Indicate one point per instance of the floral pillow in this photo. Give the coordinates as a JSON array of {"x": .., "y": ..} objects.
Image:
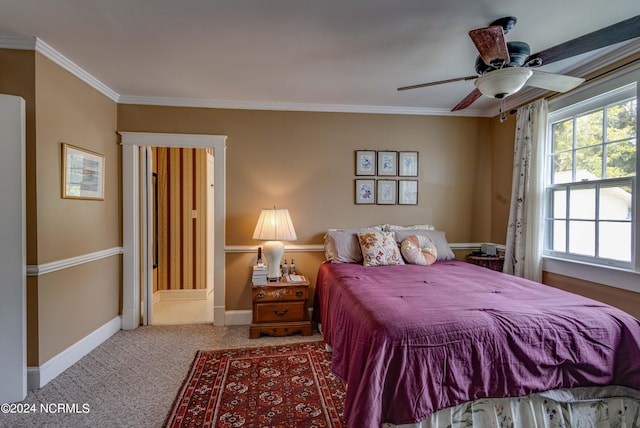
[
  {"x": 418, "y": 250},
  {"x": 379, "y": 249}
]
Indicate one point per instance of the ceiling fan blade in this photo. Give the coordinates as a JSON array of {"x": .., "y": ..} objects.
[
  {"x": 616, "y": 33},
  {"x": 439, "y": 82},
  {"x": 468, "y": 100},
  {"x": 553, "y": 82},
  {"x": 490, "y": 43}
]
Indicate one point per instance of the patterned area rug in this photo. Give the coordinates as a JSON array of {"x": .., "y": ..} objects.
[{"x": 278, "y": 386}]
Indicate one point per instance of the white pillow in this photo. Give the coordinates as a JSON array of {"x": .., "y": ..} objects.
[
  {"x": 394, "y": 227},
  {"x": 438, "y": 238},
  {"x": 379, "y": 249},
  {"x": 418, "y": 250},
  {"x": 341, "y": 245}
]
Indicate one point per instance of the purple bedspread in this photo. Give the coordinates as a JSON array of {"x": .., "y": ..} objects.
[{"x": 410, "y": 340}]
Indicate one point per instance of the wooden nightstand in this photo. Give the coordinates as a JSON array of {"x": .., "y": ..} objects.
[
  {"x": 280, "y": 309},
  {"x": 490, "y": 262}
]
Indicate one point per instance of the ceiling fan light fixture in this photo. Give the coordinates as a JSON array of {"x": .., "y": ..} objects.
[{"x": 503, "y": 82}]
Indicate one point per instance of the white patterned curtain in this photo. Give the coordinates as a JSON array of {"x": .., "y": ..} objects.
[{"x": 523, "y": 255}]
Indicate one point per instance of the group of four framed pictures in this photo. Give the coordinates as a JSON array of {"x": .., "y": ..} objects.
[{"x": 386, "y": 191}]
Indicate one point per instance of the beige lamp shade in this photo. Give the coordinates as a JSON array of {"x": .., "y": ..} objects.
[{"x": 274, "y": 226}]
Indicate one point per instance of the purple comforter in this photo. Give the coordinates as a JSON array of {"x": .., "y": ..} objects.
[{"x": 410, "y": 340}]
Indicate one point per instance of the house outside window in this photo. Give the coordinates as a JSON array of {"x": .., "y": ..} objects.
[{"x": 592, "y": 180}]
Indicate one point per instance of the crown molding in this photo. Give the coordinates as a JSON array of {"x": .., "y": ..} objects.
[
  {"x": 283, "y": 106},
  {"x": 589, "y": 66},
  {"x": 17, "y": 42},
  {"x": 74, "y": 69},
  {"x": 38, "y": 45}
]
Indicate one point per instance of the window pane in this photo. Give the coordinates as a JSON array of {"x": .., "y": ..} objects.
[
  {"x": 582, "y": 203},
  {"x": 582, "y": 237},
  {"x": 559, "y": 238},
  {"x": 559, "y": 204},
  {"x": 562, "y": 135},
  {"x": 621, "y": 121},
  {"x": 621, "y": 159},
  {"x": 589, "y": 163},
  {"x": 615, "y": 202},
  {"x": 615, "y": 240},
  {"x": 562, "y": 167},
  {"x": 589, "y": 129}
]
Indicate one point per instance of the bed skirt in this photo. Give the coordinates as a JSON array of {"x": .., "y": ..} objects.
[{"x": 602, "y": 407}]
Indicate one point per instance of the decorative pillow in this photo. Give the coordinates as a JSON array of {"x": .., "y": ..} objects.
[
  {"x": 379, "y": 249},
  {"x": 342, "y": 246},
  {"x": 438, "y": 238},
  {"x": 418, "y": 250},
  {"x": 394, "y": 227}
]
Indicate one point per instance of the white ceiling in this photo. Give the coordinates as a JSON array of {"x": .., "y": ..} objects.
[{"x": 333, "y": 55}]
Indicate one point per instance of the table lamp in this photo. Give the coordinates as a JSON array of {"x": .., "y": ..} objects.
[{"x": 274, "y": 226}]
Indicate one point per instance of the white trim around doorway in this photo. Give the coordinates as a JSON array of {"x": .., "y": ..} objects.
[{"x": 133, "y": 264}]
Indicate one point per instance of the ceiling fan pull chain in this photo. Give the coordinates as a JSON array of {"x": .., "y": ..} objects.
[{"x": 503, "y": 115}]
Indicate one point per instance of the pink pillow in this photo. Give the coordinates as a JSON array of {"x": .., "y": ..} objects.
[
  {"x": 418, "y": 250},
  {"x": 379, "y": 249}
]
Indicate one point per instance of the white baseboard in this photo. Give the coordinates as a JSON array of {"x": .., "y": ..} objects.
[
  {"x": 162, "y": 295},
  {"x": 37, "y": 377},
  {"x": 244, "y": 317}
]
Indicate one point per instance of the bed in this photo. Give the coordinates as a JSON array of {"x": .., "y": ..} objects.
[{"x": 413, "y": 341}]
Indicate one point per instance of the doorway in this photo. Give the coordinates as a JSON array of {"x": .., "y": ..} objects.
[
  {"x": 182, "y": 209},
  {"x": 138, "y": 254}
]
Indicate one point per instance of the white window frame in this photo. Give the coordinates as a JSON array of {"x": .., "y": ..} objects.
[{"x": 588, "y": 97}]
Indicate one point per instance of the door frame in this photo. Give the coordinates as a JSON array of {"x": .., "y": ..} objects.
[
  {"x": 13, "y": 260},
  {"x": 135, "y": 257}
]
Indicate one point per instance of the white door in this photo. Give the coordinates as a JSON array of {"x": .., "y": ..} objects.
[{"x": 13, "y": 333}]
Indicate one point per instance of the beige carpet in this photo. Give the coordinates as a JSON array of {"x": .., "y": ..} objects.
[{"x": 132, "y": 379}]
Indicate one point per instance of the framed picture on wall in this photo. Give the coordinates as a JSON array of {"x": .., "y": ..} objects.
[
  {"x": 408, "y": 164},
  {"x": 408, "y": 192},
  {"x": 365, "y": 191},
  {"x": 365, "y": 162},
  {"x": 82, "y": 173},
  {"x": 387, "y": 163},
  {"x": 386, "y": 192}
]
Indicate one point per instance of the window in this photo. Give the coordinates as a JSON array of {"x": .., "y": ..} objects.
[{"x": 591, "y": 191}]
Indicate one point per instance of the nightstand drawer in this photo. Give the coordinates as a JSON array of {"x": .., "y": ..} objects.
[
  {"x": 281, "y": 293},
  {"x": 277, "y": 312}
]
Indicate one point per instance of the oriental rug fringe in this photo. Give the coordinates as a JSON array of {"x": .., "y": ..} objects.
[{"x": 276, "y": 386}]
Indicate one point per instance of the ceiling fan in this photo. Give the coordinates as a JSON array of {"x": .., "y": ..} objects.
[{"x": 503, "y": 68}]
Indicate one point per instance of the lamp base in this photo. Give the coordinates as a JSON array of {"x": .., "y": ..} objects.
[{"x": 273, "y": 252}]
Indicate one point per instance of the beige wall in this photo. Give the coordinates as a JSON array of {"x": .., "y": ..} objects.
[
  {"x": 74, "y": 302},
  {"x": 66, "y": 305},
  {"x": 18, "y": 78},
  {"x": 305, "y": 162}
]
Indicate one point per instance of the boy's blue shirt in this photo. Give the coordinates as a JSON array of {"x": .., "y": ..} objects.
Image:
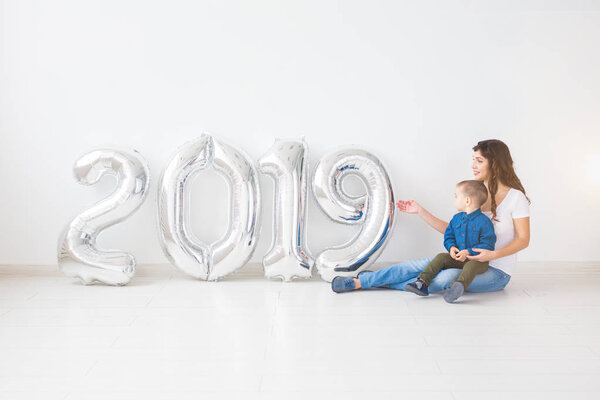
[{"x": 466, "y": 231}]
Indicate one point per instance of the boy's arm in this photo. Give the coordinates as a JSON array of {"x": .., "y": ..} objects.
[
  {"x": 487, "y": 238},
  {"x": 449, "y": 238}
]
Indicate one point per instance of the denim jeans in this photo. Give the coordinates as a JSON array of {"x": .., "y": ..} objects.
[{"x": 399, "y": 275}]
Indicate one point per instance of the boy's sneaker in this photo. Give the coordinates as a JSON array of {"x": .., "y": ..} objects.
[
  {"x": 341, "y": 284},
  {"x": 454, "y": 292},
  {"x": 419, "y": 287}
]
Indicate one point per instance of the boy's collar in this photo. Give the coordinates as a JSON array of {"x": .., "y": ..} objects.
[{"x": 473, "y": 214}]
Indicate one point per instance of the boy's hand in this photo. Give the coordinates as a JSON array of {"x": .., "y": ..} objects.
[
  {"x": 462, "y": 255},
  {"x": 454, "y": 252},
  {"x": 411, "y": 207}
]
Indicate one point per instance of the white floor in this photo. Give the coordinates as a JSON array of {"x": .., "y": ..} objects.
[{"x": 168, "y": 336}]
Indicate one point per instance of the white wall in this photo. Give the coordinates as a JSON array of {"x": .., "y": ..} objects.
[{"x": 417, "y": 83}]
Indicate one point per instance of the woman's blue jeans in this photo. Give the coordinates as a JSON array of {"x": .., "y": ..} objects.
[{"x": 399, "y": 275}]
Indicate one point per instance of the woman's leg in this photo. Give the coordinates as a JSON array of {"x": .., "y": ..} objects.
[
  {"x": 490, "y": 281},
  {"x": 395, "y": 275}
]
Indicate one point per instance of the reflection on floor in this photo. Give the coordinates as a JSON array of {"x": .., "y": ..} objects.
[{"x": 167, "y": 336}]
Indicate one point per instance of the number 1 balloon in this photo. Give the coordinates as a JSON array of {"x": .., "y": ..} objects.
[
  {"x": 78, "y": 255},
  {"x": 374, "y": 211},
  {"x": 286, "y": 163},
  {"x": 231, "y": 252}
]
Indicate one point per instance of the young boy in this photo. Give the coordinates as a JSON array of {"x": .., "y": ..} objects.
[{"x": 468, "y": 229}]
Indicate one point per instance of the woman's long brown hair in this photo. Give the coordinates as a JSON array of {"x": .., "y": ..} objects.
[{"x": 501, "y": 168}]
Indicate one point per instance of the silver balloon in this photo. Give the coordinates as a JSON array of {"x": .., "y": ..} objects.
[
  {"x": 374, "y": 211},
  {"x": 286, "y": 163},
  {"x": 231, "y": 252},
  {"x": 78, "y": 255}
]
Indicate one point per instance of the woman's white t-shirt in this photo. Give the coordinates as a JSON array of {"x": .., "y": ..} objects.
[{"x": 514, "y": 205}]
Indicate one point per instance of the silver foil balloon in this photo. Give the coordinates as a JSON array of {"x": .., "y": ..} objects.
[
  {"x": 78, "y": 255},
  {"x": 286, "y": 162},
  {"x": 374, "y": 211},
  {"x": 231, "y": 252}
]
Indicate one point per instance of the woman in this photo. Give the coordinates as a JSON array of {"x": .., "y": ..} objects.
[{"x": 508, "y": 208}]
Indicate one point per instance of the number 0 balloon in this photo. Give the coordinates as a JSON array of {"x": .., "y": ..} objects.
[
  {"x": 78, "y": 255},
  {"x": 231, "y": 252}
]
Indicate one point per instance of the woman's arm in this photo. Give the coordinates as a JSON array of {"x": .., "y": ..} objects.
[
  {"x": 520, "y": 242},
  {"x": 412, "y": 207}
]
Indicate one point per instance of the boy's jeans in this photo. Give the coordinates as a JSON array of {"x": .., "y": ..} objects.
[{"x": 399, "y": 275}]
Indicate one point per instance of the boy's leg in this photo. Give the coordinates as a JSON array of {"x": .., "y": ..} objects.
[
  {"x": 470, "y": 270},
  {"x": 394, "y": 274},
  {"x": 440, "y": 262}
]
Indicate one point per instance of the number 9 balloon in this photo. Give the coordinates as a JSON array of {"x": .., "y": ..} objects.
[
  {"x": 374, "y": 211},
  {"x": 78, "y": 255}
]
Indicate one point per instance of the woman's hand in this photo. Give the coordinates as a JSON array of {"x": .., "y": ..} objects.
[
  {"x": 411, "y": 206},
  {"x": 483, "y": 256}
]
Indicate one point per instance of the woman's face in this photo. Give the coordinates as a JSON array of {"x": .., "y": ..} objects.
[{"x": 480, "y": 167}]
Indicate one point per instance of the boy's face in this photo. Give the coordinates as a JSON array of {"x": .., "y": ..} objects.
[{"x": 460, "y": 200}]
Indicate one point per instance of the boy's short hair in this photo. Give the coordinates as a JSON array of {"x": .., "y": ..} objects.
[{"x": 476, "y": 190}]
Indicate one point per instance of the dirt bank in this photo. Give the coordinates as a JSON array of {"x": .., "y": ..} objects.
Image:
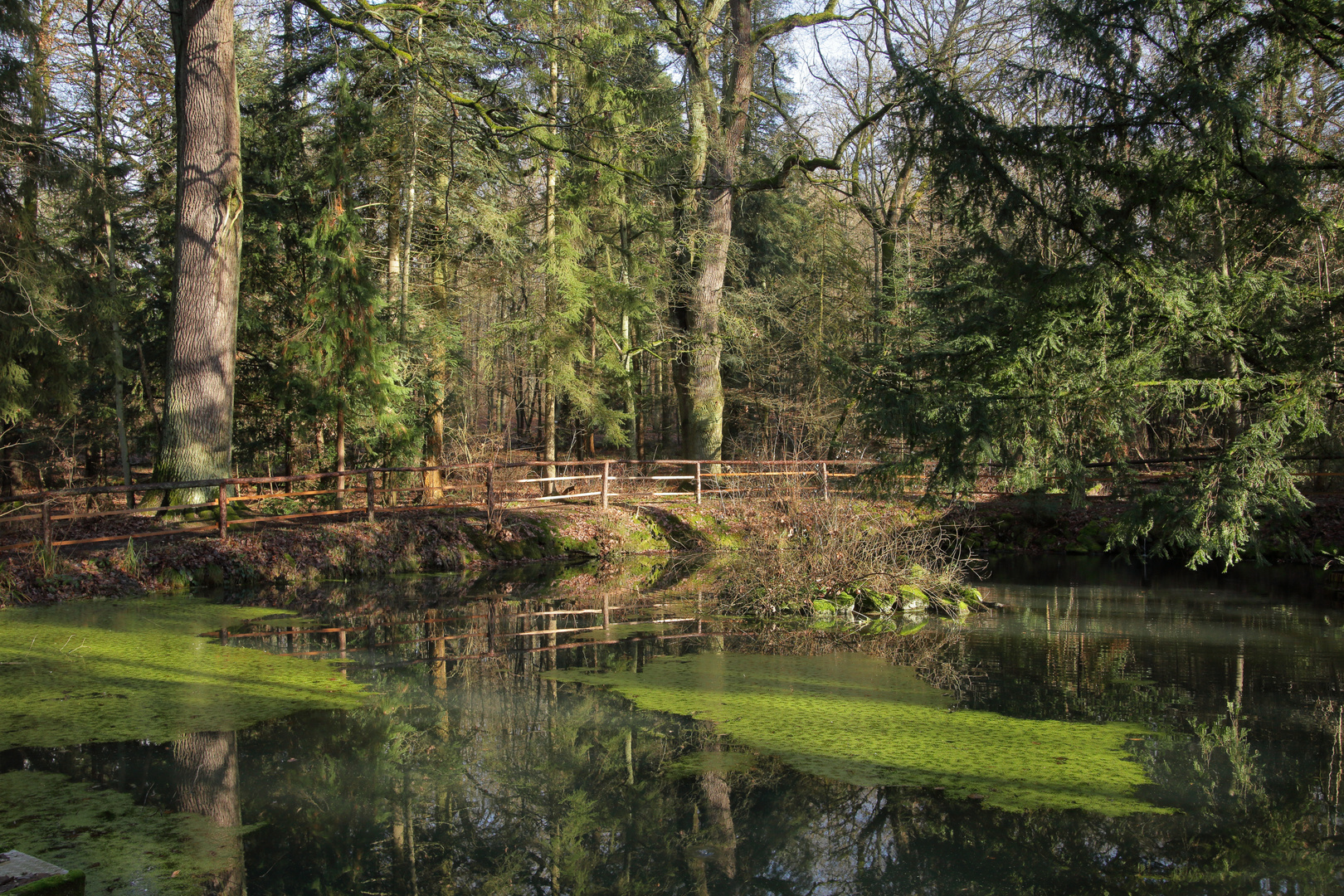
[{"x": 436, "y": 540}]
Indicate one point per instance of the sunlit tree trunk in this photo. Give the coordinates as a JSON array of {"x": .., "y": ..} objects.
[{"x": 199, "y": 405}]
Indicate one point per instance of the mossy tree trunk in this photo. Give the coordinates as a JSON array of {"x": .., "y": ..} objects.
[{"x": 199, "y": 405}]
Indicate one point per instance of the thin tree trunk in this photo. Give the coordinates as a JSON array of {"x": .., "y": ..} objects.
[
  {"x": 410, "y": 201},
  {"x": 340, "y": 455},
  {"x": 100, "y": 143},
  {"x": 552, "y": 286},
  {"x": 199, "y": 405}
]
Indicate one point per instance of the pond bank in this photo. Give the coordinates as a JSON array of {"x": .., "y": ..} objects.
[{"x": 437, "y": 540}]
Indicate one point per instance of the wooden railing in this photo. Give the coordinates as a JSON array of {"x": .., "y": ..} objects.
[{"x": 492, "y": 486}]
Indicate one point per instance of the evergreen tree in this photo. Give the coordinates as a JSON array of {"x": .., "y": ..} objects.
[{"x": 1127, "y": 288}]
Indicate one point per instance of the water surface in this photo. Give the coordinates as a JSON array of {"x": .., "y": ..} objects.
[{"x": 1103, "y": 733}]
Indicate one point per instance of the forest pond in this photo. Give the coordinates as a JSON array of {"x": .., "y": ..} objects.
[{"x": 1101, "y": 733}]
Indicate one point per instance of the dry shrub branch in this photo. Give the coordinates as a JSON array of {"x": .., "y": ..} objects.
[{"x": 845, "y": 559}]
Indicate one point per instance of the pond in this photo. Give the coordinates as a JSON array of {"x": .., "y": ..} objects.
[{"x": 1105, "y": 731}]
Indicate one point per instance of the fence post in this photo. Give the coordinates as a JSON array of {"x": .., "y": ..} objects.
[
  {"x": 489, "y": 490},
  {"x": 223, "y": 512},
  {"x": 370, "y": 490},
  {"x": 46, "y": 524}
]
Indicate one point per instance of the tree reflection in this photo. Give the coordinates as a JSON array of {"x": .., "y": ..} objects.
[{"x": 206, "y": 767}]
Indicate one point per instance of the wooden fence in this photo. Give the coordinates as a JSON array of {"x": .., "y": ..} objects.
[
  {"x": 492, "y": 486},
  {"x": 30, "y": 520}
]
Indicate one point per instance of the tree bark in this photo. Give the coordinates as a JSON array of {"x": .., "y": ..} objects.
[{"x": 199, "y": 405}]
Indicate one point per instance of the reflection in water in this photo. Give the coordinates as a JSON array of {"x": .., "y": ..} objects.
[
  {"x": 483, "y": 776},
  {"x": 207, "y": 785}
]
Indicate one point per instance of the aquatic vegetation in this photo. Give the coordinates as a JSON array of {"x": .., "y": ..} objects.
[
  {"x": 864, "y": 722},
  {"x": 123, "y": 848},
  {"x": 704, "y": 761},
  {"x": 138, "y": 670}
]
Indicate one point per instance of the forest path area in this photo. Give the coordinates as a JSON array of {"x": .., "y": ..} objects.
[{"x": 460, "y": 540}]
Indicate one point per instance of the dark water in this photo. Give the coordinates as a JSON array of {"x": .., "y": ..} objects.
[{"x": 485, "y": 776}]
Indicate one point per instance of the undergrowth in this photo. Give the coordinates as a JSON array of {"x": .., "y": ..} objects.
[{"x": 840, "y": 561}]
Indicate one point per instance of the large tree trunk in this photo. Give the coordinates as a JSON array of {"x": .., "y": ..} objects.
[
  {"x": 704, "y": 381},
  {"x": 199, "y": 403},
  {"x": 714, "y": 173}
]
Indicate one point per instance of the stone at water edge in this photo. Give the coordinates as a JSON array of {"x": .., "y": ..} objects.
[{"x": 23, "y": 874}]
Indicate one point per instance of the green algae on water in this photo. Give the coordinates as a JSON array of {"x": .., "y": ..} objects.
[
  {"x": 860, "y": 720},
  {"x": 123, "y": 848},
  {"x": 138, "y": 670},
  {"x": 696, "y": 763}
]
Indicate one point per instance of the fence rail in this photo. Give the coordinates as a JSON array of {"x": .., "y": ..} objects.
[
  {"x": 491, "y": 485},
  {"x": 494, "y": 486}
]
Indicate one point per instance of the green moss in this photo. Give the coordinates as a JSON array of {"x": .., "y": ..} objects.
[
  {"x": 123, "y": 848},
  {"x": 138, "y": 670},
  {"x": 69, "y": 884},
  {"x": 860, "y": 720},
  {"x": 696, "y": 763}
]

▶ _TASK INSTRUCTIONS_
Take the line above containing "Indicate one point per instance of the ceiling fan in", the line containing "Indicate one point per instance of the boy's blue", and all lines in between, and copy them exactly without anything else.

▶ _REPLY TO THE TASK_
Indicate one point per instance of the ceiling fan in this photo. Give the coordinates as a JSON array of {"x": .., "y": ..} objects.
[{"x": 503, "y": 68}]
Indicate one point per instance of the lamp base in this photo. Give the coordinates as a JSON array of {"x": .., "y": ..} objects.
[{"x": 273, "y": 252}]
Indicate one point per instance of the beige wall in this photo. Give the coordinates as a JSON array of {"x": .., "y": ..} objects.
[
  {"x": 74, "y": 302},
  {"x": 66, "y": 305},
  {"x": 18, "y": 78},
  {"x": 305, "y": 162}
]
Indicate one point per instance of the boy's blue shirt in this photo. Give the coordinates as a JSON array of {"x": .., "y": ..} objects.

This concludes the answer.